- **TASK TO COMPLETE**:
Rewrite the records from the line containing "Practice. Spot the oversized" through the end of the records, inclusive, changing "window pane" to "glass panel" and leaving everything else unchanged.

- **DATA**:
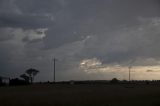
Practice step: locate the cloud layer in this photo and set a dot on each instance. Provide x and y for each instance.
(87, 36)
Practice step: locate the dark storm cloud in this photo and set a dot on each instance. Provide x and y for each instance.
(34, 31)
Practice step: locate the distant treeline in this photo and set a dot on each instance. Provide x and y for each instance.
(16, 81)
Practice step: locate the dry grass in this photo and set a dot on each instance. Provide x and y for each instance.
(80, 95)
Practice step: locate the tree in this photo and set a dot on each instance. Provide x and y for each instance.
(32, 73)
(25, 77)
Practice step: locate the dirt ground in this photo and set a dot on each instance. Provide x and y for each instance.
(80, 95)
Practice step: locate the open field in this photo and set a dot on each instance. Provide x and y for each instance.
(80, 95)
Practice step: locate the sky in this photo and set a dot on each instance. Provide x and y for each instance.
(90, 39)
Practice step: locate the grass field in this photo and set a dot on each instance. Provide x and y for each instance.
(80, 95)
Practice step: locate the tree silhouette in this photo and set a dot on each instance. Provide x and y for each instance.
(32, 73)
(25, 77)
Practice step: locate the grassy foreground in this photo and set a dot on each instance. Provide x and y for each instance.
(80, 95)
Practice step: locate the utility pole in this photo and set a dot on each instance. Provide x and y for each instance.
(54, 70)
(130, 72)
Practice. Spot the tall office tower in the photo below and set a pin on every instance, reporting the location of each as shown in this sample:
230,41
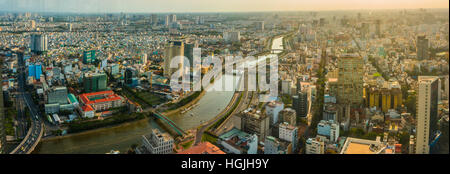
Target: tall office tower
189,51
348,88
167,21
300,104
57,95
378,28
299,84
172,18
38,43
303,104
129,74
33,24
365,29
446,87
89,56
427,103
173,49
232,36
2,122
260,26
144,59
154,19
322,22
95,82
422,47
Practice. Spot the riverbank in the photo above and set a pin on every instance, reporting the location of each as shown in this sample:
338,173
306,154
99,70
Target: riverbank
97,130
191,103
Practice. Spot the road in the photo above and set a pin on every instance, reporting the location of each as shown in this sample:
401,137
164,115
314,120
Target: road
36,130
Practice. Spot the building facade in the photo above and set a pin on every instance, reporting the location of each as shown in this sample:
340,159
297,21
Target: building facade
427,103
158,143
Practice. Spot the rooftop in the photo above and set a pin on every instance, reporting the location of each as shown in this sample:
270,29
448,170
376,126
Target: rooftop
203,148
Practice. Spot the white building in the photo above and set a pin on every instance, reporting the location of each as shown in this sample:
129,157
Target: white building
286,86
158,143
315,146
328,129
232,36
38,42
288,133
273,110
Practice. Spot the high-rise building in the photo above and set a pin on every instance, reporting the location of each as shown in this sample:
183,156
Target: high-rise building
57,95
427,108
95,82
89,56
232,36
300,104
271,145
129,74
315,146
446,87
329,130
289,115
35,71
33,24
154,19
272,110
189,51
260,26
144,59
172,18
288,133
38,43
158,143
2,122
348,88
173,49
386,96
167,21
422,47
378,28
255,122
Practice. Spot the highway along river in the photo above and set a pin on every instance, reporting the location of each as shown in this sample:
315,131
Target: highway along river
123,136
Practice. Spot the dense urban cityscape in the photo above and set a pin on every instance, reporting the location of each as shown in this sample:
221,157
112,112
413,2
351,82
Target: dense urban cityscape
349,82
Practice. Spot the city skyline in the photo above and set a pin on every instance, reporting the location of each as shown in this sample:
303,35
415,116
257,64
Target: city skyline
178,6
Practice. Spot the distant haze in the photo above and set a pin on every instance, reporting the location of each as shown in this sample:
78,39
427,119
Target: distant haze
151,6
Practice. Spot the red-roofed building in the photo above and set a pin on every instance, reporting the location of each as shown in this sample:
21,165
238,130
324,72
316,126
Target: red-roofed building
203,148
101,101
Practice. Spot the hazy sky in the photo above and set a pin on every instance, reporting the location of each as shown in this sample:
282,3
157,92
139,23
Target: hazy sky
149,6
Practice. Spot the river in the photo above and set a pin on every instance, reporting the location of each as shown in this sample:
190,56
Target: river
122,137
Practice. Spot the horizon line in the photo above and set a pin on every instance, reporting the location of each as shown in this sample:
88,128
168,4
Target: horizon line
187,12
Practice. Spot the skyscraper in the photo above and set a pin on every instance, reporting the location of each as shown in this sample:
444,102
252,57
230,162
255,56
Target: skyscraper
348,88
2,119
300,104
89,56
95,82
378,28
38,43
427,102
422,47
260,26
154,19
173,49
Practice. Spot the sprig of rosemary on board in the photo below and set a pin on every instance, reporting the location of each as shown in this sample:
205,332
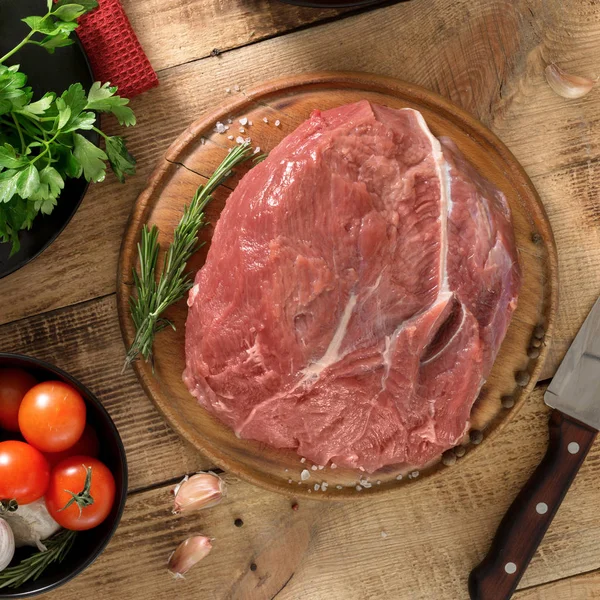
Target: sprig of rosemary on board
154,295
31,568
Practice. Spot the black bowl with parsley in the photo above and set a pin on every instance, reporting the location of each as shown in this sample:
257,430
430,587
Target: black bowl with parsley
49,125
87,545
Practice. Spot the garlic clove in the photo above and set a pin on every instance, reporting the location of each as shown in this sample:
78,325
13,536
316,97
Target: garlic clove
202,490
188,553
7,544
31,524
567,85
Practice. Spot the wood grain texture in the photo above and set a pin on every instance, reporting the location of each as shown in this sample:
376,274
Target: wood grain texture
435,534
182,31
290,101
525,523
581,587
487,57
85,341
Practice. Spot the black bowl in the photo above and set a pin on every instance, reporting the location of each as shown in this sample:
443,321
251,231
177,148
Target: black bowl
88,544
45,72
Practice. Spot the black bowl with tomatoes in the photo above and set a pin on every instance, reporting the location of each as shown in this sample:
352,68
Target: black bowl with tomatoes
100,437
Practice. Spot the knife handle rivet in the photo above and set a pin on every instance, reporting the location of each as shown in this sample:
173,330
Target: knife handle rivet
510,568
522,378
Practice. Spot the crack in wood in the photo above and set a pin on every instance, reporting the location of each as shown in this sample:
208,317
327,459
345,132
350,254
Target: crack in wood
282,587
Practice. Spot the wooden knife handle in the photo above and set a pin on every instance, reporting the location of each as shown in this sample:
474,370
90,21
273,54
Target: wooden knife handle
529,516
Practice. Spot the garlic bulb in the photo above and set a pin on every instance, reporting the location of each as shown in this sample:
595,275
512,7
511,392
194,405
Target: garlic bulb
188,553
567,85
32,523
202,490
7,544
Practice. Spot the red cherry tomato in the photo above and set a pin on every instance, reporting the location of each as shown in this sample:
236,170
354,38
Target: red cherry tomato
24,472
14,384
87,445
80,512
52,416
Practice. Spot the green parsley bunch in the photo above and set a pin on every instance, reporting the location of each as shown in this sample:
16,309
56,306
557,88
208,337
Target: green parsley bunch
41,144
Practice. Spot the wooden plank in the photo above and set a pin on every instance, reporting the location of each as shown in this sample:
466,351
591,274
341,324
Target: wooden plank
436,533
581,587
85,340
183,31
486,58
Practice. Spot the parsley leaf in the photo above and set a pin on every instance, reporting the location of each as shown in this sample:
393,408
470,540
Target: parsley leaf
121,162
41,145
9,158
28,181
102,98
91,158
41,106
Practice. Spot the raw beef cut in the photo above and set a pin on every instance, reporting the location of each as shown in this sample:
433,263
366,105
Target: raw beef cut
358,287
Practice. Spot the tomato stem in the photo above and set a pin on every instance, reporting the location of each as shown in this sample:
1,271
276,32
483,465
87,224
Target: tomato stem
83,498
8,506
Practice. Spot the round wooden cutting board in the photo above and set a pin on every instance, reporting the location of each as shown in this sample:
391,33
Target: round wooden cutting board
285,104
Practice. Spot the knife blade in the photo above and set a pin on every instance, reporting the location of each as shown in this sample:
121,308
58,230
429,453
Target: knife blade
575,389
574,394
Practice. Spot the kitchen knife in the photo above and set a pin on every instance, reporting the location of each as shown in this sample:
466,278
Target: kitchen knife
574,394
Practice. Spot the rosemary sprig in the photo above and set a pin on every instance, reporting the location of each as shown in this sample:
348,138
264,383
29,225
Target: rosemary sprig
57,546
154,296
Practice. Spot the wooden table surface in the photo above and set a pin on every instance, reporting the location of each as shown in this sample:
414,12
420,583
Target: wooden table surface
487,56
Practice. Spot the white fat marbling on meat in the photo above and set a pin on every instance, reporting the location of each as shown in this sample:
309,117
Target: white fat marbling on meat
332,354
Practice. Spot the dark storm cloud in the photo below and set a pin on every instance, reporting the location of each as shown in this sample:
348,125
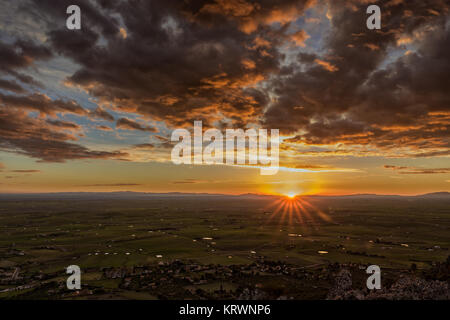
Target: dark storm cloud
11,86
127,124
41,103
36,138
172,65
345,96
20,55
101,113
221,60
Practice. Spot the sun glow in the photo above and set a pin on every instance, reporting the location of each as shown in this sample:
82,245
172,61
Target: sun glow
293,209
291,195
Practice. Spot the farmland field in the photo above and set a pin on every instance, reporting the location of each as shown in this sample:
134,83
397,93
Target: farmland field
191,239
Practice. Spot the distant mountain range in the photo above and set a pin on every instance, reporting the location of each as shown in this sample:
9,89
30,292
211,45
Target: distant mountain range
145,195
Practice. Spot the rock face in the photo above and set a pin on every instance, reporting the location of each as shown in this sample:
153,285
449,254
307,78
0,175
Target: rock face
412,288
406,288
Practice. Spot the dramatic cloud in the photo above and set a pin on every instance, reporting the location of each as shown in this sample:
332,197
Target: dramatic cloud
36,138
101,113
127,124
359,94
239,63
411,170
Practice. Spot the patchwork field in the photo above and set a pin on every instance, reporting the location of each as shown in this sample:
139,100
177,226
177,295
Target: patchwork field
39,238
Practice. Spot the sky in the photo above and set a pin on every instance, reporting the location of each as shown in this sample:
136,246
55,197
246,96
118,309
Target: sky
358,110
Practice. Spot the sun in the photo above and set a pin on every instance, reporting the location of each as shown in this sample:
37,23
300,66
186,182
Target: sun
291,195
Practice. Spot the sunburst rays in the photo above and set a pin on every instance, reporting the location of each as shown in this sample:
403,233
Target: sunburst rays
293,210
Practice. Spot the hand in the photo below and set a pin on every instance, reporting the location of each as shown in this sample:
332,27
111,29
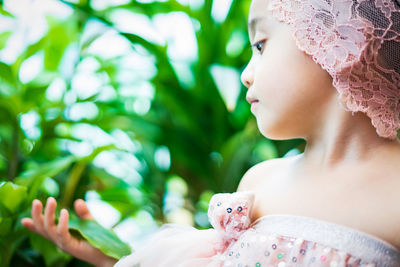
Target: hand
59,234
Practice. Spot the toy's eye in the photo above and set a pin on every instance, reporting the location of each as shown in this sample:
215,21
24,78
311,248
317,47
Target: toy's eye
258,45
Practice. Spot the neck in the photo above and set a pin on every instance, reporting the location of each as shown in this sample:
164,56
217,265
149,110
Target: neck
345,140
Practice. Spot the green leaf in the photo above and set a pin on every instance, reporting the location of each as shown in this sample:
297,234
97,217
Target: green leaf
5,226
12,196
52,255
104,239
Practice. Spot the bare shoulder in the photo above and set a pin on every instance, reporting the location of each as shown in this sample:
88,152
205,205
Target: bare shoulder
261,171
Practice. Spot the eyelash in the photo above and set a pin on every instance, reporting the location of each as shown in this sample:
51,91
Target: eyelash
257,43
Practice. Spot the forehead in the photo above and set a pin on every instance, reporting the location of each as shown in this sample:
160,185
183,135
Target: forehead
257,13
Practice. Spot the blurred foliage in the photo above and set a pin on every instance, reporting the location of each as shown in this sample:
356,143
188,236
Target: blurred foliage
136,148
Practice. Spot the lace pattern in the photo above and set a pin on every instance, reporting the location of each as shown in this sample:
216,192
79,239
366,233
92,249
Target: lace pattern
358,44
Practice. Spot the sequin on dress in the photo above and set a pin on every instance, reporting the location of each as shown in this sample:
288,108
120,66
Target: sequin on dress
272,240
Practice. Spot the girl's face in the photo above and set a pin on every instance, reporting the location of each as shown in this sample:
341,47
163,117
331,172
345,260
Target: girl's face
292,90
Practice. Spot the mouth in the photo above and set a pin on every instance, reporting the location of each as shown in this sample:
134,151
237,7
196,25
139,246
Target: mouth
251,100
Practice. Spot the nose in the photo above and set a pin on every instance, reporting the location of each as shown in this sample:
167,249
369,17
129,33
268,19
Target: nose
247,76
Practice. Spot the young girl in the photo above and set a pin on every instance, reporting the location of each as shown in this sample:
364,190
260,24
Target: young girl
336,204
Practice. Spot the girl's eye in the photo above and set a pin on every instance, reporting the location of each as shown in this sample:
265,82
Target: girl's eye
259,45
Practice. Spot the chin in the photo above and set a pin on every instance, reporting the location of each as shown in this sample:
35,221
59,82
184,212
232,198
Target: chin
275,132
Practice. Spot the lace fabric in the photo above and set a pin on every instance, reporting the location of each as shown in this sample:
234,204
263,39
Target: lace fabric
358,44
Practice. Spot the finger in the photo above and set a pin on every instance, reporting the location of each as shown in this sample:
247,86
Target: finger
82,209
62,230
28,223
38,217
49,217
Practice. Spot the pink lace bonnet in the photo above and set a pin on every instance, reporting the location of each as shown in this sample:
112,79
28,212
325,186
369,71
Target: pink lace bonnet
358,43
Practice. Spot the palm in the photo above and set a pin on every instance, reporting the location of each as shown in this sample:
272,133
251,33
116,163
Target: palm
60,235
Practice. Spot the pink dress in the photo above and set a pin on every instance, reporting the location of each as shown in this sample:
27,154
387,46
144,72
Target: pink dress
272,240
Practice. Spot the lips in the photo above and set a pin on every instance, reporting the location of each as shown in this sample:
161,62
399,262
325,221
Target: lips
251,99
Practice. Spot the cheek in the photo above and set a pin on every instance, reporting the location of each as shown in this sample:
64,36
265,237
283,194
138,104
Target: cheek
287,77
291,87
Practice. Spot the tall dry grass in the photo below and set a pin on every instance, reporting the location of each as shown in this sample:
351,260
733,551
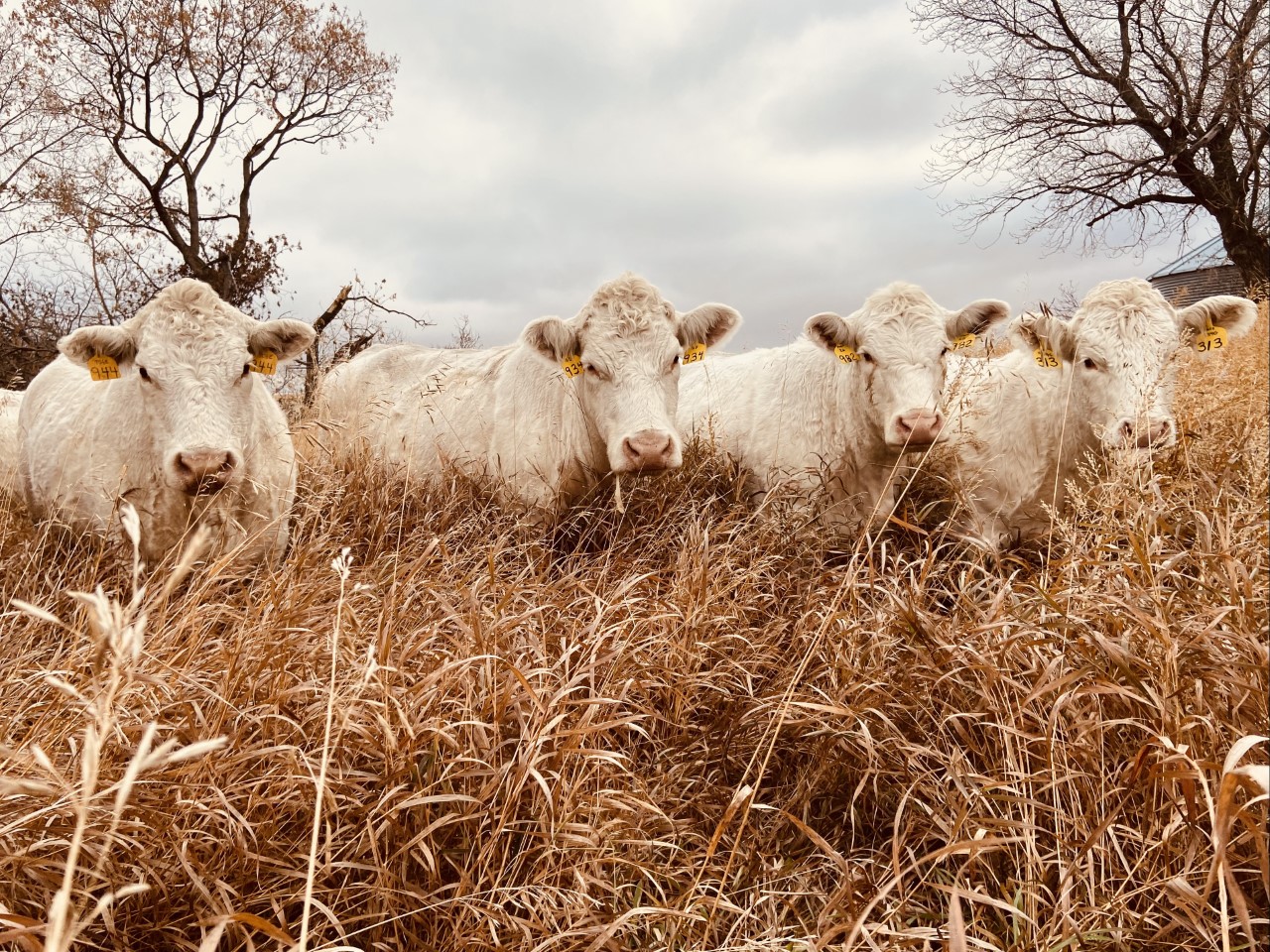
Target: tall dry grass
680,728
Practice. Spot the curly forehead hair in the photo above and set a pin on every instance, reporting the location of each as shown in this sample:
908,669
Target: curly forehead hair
897,303
1128,304
630,302
189,307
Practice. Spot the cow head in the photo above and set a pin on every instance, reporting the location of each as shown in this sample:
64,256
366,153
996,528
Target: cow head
189,356
1119,348
629,341
896,344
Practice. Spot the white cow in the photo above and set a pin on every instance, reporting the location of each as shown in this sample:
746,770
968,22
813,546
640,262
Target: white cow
180,426
10,402
1020,425
830,414
515,414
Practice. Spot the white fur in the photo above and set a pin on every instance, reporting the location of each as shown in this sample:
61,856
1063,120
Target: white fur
797,416
1017,431
512,416
86,444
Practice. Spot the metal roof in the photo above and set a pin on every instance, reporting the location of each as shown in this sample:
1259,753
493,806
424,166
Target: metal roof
1210,254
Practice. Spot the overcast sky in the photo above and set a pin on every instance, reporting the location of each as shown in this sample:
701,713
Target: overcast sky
763,155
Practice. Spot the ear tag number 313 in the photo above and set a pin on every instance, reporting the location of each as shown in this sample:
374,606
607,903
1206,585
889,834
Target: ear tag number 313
844,353
103,367
1046,357
1210,339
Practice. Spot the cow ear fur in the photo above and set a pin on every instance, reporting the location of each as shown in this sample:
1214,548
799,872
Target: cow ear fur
829,330
85,343
1234,313
976,317
707,324
1032,330
286,338
553,338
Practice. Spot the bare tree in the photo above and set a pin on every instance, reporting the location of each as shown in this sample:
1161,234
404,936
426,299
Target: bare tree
187,103
463,336
1112,119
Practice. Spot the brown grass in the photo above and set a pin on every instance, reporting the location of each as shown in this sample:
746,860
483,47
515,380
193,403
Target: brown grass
684,728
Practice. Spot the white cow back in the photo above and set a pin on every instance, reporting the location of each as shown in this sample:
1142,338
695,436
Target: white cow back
1019,425
829,416
513,416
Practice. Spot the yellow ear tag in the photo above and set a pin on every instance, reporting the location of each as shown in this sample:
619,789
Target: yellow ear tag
844,353
1210,339
102,367
1046,357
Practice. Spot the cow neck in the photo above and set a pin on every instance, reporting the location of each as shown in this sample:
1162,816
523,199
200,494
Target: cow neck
556,402
856,433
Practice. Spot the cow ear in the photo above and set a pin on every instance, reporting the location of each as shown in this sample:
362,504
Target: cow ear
553,338
85,343
976,317
286,338
707,324
1236,315
829,330
1032,330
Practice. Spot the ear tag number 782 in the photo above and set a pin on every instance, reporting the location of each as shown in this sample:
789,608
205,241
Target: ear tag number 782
266,362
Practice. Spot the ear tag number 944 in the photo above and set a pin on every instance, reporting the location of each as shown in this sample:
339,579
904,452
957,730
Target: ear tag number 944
1046,357
698,352
1210,339
103,367
266,362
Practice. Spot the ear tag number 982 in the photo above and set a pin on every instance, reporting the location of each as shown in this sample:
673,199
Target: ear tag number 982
266,362
103,367
1210,339
698,352
1046,357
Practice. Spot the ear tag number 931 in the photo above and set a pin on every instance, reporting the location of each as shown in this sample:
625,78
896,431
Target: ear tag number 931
1210,339
266,362
103,367
1046,357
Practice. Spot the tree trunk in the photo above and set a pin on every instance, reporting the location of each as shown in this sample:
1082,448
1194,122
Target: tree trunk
1250,250
313,366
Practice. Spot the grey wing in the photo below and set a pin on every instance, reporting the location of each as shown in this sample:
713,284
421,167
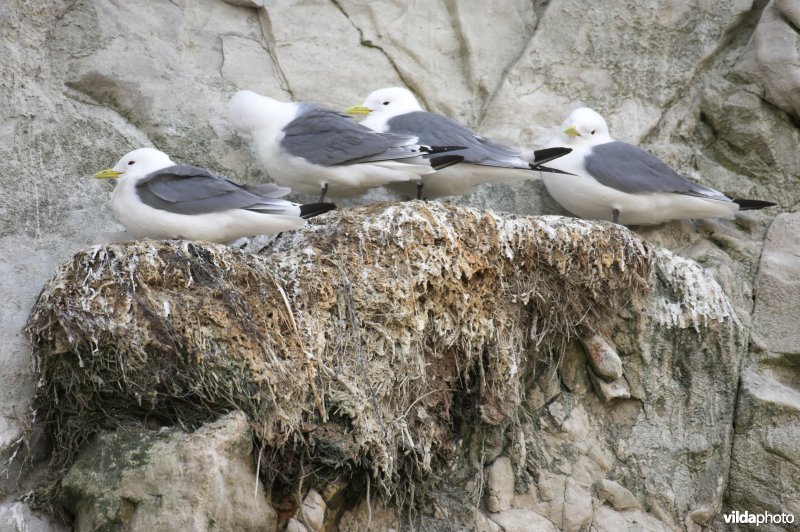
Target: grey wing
438,130
270,190
630,169
327,138
185,189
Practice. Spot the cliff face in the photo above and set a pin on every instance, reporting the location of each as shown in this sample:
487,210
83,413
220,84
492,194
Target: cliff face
415,347
712,89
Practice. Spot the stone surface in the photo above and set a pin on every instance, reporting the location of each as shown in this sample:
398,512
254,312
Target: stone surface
170,480
500,485
766,462
312,511
617,496
523,521
18,517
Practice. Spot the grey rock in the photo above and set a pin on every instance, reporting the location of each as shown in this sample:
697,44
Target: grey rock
312,510
18,517
602,357
609,390
518,520
82,84
295,526
772,57
170,480
615,494
765,463
500,485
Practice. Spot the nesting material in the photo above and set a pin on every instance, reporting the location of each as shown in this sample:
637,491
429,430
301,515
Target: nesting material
353,345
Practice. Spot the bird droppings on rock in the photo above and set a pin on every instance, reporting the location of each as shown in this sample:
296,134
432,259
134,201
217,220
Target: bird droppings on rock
352,345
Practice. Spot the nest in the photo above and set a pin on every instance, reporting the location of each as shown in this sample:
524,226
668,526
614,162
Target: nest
354,346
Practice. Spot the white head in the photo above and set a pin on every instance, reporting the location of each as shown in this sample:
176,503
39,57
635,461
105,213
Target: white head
251,113
138,163
383,104
584,126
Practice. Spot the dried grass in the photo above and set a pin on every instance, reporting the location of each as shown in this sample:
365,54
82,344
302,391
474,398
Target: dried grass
353,345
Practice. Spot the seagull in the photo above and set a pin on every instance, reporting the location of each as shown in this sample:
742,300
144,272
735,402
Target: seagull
314,149
396,110
615,181
158,199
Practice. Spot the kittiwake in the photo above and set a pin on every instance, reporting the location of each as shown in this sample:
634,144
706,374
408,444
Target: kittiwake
158,199
396,110
613,180
314,149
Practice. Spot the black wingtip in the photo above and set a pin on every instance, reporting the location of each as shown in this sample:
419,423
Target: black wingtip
540,168
752,205
443,161
548,154
441,149
309,210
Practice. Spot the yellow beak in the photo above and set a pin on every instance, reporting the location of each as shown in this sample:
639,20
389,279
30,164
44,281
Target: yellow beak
358,110
108,173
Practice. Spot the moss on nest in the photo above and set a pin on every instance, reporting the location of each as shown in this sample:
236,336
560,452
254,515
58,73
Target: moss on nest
352,345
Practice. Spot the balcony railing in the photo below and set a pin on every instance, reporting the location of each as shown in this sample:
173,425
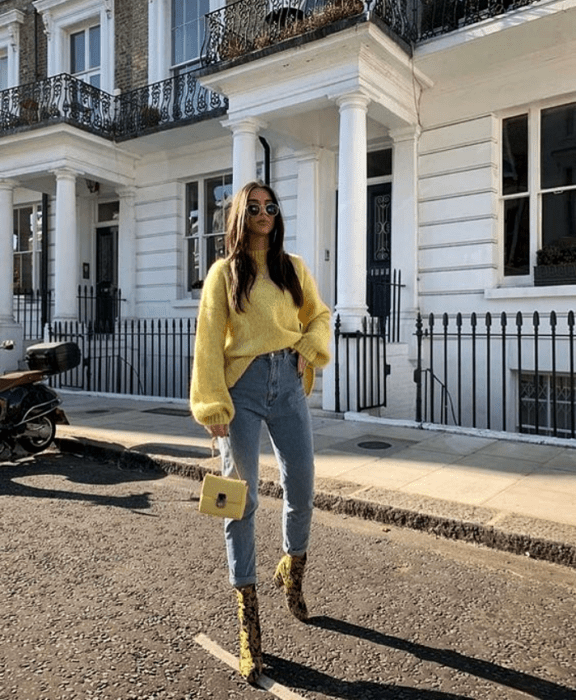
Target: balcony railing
435,17
251,25
60,98
167,103
65,99
245,26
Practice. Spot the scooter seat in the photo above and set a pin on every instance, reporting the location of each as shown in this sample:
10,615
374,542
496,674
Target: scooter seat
12,379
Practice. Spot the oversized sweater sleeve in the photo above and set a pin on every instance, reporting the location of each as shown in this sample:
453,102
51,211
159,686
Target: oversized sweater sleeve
210,399
314,316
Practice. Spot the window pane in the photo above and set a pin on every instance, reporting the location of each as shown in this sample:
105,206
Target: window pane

- **ANSWER TO THIS TASK**:
Practice. Spot the oversized sweater sleeve in the photo above and set a pin on every instance, reporting the location of each as shown in this sample:
453,102
51,211
159,686
Target: oversized sweater sleeve
210,399
314,316
Practice. Spot the glass panel in the photo above and set a pin on every instance, reporting the location of each as shown in this sample:
105,206
Target: glass panel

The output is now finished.